(Dataset entries)
____
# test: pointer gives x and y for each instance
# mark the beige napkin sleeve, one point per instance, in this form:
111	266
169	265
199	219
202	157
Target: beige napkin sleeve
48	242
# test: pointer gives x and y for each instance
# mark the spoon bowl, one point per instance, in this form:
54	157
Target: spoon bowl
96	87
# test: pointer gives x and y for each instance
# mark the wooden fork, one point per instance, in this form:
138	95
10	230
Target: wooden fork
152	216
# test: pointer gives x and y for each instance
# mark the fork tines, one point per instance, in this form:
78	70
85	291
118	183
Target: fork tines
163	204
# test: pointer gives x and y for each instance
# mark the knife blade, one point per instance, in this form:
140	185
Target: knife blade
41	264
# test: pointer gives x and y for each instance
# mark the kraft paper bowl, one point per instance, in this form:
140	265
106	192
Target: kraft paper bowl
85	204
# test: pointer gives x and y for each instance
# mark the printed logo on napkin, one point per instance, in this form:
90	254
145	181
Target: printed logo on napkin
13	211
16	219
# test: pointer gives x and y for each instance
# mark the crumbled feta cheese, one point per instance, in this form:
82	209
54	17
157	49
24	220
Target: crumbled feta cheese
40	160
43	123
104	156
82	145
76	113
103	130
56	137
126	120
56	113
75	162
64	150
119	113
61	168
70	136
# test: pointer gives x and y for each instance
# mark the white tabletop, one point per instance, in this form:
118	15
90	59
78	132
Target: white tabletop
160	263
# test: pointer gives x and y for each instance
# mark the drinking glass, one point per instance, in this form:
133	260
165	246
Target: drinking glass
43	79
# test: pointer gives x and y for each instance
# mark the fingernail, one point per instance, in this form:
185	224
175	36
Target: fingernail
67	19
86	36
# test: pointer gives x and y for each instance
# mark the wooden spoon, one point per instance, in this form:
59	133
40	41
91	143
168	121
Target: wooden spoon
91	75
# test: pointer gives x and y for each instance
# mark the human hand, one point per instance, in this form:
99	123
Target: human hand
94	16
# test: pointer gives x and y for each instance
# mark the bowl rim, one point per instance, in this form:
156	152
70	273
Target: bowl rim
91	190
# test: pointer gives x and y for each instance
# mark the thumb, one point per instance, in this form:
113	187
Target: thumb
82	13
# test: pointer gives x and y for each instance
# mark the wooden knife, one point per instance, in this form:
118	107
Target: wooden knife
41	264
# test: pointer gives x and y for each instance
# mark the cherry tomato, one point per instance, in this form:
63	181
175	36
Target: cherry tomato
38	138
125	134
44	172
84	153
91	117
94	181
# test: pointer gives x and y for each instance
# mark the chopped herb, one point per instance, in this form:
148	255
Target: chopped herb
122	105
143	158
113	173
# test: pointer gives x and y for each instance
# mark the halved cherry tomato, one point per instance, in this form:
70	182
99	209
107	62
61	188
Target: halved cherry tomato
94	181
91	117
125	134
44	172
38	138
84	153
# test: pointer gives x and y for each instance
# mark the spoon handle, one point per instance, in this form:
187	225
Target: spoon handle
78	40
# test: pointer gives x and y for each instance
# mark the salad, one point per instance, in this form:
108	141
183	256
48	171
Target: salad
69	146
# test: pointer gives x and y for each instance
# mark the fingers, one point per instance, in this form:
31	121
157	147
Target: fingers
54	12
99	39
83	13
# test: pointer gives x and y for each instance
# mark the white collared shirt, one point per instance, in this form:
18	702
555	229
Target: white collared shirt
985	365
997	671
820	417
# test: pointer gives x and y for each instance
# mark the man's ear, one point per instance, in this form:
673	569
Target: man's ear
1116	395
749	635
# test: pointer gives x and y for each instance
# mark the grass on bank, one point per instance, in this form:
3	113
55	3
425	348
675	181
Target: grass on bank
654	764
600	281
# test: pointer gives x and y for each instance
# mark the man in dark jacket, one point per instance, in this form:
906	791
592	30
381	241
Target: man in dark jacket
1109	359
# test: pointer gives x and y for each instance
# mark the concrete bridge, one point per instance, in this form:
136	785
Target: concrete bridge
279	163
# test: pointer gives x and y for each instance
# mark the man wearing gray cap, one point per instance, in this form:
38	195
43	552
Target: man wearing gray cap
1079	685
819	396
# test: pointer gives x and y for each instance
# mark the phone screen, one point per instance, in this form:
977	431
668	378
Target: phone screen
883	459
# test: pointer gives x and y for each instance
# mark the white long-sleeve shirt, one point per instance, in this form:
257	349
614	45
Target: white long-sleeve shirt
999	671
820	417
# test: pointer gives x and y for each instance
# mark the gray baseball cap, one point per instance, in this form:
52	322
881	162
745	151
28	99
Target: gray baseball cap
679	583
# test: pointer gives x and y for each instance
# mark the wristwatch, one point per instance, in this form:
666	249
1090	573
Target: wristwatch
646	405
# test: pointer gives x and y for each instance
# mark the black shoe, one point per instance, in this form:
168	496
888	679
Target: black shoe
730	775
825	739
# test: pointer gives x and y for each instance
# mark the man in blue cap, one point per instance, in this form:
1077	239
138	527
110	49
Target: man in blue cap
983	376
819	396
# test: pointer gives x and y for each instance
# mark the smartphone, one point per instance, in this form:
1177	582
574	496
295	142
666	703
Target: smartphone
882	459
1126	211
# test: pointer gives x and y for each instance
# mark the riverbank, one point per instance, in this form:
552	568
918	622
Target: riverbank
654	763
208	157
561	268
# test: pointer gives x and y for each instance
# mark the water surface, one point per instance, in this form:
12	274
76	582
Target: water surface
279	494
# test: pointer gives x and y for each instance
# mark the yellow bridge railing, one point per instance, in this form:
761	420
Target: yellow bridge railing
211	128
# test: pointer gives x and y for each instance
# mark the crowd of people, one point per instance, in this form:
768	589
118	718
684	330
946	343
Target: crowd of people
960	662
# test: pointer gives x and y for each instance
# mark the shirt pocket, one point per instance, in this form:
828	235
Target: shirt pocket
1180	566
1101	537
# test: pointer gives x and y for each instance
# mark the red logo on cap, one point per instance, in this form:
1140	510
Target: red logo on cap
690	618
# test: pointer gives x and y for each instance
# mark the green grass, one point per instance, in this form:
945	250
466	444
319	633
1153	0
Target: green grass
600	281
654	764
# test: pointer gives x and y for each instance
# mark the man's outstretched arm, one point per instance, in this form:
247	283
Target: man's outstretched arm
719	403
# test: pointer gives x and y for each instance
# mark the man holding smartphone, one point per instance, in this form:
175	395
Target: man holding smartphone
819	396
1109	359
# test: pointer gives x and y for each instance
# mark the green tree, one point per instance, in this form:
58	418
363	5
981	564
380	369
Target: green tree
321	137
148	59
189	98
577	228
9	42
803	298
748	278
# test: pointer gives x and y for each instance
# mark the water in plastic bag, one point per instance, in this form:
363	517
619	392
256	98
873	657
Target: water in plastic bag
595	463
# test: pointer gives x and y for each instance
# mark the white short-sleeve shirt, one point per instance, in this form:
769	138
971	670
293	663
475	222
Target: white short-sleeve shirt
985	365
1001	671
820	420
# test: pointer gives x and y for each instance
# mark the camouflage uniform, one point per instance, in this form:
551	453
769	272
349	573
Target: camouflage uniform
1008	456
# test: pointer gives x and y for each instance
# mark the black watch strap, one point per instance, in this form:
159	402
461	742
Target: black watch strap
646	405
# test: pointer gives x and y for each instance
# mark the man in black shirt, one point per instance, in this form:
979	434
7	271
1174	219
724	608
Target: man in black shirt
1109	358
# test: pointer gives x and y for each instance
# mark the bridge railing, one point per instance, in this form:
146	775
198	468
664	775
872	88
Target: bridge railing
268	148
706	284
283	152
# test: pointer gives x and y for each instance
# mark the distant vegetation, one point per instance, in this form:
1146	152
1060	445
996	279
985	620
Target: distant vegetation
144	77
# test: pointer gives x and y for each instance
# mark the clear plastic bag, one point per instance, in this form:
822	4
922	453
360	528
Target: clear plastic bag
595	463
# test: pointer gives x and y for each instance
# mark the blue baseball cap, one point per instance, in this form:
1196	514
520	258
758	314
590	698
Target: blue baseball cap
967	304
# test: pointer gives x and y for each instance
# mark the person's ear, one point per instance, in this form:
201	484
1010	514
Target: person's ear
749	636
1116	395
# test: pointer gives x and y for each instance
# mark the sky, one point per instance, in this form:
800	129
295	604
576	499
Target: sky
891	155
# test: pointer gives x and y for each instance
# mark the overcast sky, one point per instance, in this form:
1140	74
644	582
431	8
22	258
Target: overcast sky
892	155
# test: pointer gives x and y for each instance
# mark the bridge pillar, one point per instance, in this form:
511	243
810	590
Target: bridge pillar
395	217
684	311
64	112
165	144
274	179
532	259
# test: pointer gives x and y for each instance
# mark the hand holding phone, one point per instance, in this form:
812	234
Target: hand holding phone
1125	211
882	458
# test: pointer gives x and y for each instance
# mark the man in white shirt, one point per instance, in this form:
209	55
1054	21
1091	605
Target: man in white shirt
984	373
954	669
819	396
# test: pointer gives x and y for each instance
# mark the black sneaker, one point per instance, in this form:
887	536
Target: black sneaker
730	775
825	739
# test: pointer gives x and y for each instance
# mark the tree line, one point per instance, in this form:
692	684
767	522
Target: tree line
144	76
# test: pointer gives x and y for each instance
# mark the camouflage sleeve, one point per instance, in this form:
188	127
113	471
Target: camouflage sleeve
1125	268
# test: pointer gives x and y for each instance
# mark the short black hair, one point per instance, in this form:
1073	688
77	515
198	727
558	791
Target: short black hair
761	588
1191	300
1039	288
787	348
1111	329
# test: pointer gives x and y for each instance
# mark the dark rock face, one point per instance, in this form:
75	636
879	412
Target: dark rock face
____
> **DO THIS**
How many lines of the items contain the string "long"? Reply with the count alone.

> **RESPONSE TO THIS EXERCISE**
2